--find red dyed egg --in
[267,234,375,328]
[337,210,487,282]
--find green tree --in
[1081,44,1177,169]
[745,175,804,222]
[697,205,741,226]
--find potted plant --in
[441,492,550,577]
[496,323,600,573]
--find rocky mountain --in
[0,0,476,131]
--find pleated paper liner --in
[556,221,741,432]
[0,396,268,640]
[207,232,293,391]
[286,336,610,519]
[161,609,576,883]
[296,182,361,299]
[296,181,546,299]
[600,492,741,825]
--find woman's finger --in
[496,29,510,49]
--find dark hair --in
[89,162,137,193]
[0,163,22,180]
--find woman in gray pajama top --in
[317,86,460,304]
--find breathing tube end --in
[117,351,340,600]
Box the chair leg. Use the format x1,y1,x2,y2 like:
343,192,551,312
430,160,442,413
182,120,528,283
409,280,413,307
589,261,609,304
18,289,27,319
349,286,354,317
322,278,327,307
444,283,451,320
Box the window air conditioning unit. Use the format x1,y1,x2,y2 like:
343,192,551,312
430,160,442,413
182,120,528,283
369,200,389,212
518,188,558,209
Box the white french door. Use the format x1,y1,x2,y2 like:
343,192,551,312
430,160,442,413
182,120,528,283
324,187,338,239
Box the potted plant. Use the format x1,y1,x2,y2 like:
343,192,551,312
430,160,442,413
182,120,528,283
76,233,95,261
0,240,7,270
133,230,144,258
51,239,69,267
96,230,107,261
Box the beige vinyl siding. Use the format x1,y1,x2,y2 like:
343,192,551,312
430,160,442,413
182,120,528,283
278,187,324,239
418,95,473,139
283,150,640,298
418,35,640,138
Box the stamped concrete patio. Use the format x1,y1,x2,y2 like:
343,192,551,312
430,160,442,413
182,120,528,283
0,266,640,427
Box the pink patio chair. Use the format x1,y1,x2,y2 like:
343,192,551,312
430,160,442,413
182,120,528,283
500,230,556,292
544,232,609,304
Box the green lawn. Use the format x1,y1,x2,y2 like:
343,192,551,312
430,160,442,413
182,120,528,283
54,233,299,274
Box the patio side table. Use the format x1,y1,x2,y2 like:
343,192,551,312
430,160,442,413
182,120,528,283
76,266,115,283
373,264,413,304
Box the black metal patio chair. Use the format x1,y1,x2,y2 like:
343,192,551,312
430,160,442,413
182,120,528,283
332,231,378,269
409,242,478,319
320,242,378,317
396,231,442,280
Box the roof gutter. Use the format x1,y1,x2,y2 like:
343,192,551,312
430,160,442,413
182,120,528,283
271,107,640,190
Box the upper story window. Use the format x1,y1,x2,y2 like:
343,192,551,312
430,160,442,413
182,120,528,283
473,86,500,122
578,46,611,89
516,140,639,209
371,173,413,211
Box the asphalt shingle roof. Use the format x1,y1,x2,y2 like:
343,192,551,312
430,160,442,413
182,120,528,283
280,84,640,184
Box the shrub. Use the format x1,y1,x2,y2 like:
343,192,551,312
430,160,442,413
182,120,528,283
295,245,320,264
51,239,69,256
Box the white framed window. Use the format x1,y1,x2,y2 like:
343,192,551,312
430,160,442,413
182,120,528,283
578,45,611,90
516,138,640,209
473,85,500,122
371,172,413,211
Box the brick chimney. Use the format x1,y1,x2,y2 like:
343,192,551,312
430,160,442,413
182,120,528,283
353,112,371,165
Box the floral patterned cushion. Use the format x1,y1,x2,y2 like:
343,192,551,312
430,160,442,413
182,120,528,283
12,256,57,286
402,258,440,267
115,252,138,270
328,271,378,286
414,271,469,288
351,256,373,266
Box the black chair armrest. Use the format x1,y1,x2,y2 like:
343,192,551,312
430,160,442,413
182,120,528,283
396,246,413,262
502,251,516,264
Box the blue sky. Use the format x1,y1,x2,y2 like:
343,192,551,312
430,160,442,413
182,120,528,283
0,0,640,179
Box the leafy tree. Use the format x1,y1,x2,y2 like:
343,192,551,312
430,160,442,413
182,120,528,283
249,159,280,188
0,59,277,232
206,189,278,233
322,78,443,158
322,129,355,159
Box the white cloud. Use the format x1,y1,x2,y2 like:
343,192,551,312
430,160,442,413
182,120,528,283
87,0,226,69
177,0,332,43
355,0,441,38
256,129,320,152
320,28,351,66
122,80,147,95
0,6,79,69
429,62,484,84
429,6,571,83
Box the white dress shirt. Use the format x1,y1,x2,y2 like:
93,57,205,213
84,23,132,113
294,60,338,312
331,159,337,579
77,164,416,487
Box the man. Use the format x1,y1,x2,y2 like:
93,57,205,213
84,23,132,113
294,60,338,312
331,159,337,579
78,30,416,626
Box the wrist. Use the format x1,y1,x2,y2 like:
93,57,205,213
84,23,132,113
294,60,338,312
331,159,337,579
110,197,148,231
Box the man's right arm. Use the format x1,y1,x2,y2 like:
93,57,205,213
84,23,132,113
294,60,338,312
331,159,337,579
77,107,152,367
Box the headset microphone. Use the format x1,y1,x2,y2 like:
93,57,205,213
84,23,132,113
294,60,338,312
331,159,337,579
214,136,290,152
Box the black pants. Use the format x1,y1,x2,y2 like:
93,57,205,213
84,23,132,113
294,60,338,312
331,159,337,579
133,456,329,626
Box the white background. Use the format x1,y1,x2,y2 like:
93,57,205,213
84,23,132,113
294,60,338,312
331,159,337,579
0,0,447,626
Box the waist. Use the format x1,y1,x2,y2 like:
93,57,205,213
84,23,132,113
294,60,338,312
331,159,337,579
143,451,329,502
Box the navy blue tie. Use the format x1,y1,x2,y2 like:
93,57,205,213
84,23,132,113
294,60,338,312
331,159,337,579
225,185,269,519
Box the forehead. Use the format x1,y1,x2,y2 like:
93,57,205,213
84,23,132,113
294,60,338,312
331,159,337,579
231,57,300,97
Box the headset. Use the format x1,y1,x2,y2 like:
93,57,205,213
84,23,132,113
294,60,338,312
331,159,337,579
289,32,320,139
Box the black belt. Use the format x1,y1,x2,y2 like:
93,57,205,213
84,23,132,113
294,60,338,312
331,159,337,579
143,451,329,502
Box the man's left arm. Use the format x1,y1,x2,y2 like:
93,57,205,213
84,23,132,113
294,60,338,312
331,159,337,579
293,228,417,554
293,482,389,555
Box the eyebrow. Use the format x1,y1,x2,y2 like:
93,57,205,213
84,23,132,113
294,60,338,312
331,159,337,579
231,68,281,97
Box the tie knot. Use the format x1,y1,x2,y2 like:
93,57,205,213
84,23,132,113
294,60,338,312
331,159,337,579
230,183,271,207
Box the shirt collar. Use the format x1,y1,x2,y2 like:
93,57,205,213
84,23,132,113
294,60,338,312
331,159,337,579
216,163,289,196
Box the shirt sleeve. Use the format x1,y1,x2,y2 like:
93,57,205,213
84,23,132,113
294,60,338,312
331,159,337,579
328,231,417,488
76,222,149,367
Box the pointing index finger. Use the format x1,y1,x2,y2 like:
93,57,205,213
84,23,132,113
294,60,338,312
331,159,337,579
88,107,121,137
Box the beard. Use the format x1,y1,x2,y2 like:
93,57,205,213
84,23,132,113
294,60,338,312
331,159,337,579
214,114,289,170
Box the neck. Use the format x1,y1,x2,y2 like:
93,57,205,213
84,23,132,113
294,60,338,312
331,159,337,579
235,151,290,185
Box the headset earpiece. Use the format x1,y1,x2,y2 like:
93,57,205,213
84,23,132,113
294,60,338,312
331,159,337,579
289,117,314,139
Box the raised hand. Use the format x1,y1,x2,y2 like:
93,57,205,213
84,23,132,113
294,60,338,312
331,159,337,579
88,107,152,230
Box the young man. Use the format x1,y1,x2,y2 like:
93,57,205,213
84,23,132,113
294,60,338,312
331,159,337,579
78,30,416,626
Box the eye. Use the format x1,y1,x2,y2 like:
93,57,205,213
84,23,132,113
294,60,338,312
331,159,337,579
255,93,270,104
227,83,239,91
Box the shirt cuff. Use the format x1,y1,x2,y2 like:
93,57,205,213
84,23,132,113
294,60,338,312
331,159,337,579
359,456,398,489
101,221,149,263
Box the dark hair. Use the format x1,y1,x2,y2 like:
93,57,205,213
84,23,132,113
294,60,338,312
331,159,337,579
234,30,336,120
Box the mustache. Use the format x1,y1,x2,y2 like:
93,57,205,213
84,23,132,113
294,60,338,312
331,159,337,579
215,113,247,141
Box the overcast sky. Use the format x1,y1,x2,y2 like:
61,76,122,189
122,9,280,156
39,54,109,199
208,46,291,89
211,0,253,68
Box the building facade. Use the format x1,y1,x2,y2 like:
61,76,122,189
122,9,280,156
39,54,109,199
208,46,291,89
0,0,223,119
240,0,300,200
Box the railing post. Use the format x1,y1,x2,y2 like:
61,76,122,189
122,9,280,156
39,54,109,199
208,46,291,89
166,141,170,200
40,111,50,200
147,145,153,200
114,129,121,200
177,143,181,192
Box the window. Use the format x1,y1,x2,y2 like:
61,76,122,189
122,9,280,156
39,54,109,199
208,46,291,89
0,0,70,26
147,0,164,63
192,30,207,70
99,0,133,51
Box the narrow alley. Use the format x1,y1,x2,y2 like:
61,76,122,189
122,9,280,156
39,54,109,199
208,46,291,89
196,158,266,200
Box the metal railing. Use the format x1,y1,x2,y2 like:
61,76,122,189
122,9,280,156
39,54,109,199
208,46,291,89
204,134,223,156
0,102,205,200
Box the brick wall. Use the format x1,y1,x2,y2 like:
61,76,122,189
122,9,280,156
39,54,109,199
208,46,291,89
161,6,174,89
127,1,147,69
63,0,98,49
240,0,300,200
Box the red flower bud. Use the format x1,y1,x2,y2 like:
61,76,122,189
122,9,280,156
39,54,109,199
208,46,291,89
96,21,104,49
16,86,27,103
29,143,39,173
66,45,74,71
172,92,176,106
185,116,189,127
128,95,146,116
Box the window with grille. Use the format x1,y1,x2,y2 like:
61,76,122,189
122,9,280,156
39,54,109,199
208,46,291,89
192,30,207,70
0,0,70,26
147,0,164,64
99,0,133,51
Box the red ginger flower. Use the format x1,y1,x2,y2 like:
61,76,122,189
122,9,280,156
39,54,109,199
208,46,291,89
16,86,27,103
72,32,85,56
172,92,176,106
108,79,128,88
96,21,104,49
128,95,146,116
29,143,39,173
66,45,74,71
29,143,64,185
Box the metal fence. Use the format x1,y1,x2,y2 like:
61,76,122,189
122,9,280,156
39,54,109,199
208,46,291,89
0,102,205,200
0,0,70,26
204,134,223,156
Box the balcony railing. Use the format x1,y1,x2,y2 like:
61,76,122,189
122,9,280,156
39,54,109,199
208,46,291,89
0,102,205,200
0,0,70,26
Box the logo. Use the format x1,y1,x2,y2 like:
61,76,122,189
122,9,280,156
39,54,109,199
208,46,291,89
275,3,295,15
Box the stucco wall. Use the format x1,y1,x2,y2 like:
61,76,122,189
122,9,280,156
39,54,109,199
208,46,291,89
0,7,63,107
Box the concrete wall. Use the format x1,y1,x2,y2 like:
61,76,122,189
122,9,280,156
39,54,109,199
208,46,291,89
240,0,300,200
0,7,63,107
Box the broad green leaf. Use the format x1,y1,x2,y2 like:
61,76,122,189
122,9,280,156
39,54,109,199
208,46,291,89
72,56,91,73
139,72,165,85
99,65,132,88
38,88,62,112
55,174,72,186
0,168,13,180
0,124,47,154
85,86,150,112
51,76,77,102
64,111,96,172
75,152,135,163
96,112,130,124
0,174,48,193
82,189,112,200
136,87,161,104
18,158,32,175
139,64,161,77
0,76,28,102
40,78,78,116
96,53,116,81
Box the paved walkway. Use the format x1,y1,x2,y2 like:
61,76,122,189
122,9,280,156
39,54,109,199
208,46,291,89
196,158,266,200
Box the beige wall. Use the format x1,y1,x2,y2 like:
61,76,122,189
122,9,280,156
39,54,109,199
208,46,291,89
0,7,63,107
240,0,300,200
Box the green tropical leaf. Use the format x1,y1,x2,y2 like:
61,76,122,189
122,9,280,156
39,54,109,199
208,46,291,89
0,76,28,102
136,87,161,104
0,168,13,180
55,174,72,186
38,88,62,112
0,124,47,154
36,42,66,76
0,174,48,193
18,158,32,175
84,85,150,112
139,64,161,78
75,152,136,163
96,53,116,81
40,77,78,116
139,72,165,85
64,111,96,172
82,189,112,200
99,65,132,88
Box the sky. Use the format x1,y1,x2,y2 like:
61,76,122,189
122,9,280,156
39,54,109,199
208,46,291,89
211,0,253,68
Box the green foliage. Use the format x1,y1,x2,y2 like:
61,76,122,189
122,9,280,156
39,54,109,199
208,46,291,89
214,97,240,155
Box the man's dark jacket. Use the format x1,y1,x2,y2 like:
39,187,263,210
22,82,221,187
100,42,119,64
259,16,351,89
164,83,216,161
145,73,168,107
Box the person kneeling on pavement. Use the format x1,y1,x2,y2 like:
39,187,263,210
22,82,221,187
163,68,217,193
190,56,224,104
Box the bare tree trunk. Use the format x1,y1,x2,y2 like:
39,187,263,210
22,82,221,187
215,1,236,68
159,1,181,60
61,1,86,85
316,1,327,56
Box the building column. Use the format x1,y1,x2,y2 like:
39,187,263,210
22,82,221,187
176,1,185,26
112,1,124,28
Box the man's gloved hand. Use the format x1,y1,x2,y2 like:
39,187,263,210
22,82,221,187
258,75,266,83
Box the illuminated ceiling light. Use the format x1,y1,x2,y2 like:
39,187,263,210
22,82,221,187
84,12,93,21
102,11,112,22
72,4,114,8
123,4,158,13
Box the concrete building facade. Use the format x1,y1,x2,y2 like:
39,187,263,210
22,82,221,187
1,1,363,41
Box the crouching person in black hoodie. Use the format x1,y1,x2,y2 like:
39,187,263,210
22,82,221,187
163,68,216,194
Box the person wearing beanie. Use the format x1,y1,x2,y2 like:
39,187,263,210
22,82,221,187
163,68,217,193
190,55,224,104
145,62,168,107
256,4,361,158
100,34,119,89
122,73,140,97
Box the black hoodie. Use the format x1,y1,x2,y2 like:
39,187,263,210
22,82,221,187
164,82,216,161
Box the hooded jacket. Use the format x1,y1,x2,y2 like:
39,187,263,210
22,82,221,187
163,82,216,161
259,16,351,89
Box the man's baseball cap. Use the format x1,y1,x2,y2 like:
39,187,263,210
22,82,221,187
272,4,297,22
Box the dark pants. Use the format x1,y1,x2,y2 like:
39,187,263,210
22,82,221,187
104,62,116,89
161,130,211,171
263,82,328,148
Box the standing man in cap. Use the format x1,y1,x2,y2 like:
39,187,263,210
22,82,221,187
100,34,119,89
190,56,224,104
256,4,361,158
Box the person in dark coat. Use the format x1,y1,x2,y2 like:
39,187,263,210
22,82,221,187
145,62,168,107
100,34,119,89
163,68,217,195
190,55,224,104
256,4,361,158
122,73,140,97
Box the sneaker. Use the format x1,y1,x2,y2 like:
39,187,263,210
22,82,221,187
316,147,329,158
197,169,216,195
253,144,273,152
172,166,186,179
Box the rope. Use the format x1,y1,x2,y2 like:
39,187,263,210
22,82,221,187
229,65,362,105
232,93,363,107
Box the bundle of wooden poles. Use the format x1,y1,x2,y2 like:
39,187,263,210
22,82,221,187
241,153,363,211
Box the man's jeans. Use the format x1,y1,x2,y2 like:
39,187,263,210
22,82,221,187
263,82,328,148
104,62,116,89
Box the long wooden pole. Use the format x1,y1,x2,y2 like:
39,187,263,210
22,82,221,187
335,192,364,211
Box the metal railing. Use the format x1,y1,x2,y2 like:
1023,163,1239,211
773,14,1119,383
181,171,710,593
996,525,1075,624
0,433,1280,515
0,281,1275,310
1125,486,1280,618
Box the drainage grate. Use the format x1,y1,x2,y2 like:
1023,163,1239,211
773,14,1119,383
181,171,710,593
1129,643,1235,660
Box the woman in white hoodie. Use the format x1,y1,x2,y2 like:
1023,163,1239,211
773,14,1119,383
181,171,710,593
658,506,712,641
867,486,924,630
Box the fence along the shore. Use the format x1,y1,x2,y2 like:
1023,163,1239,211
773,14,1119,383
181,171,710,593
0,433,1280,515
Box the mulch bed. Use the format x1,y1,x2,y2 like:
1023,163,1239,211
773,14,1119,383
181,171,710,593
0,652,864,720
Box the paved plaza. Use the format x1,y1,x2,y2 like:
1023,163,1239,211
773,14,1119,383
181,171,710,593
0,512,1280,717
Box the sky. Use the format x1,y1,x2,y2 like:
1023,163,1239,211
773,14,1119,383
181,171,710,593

-.-.-

Please copy the stretch of lines from the one containing "Box the eyebrow." through the one containing "88,107,121,137", both included, reproducing each line as it stands.

__Worked answer__.
Box the eyebrow. Use the format x1,y1,x2,y2 like:
93,57,205,213
84,23,132,113
294,60,338,312
331,159,337,579
231,68,281,97
Box the tie knot. Use the format x1,y1,x2,y2 like:
93,57,205,213
84,23,132,113
294,60,338,312
331,159,337,579
230,183,271,207
Box the shirt collar. Use the format x1,y1,x2,y2 like:
93,57,205,213
84,23,132,113
294,60,338,312
331,159,337,579
216,163,289,196
Box the shirt sleeve. Use the format x1,y1,x2,y2 like:
93,57,205,213
84,23,132,113
294,60,338,312
331,159,337,579
328,231,417,488
76,222,149,367
Box the pointing index finger. Use the format x1,y1,x2,y2 like:
93,57,205,213
84,23,132,113
294,60,338,312
331,159,337,579
88,107,121,137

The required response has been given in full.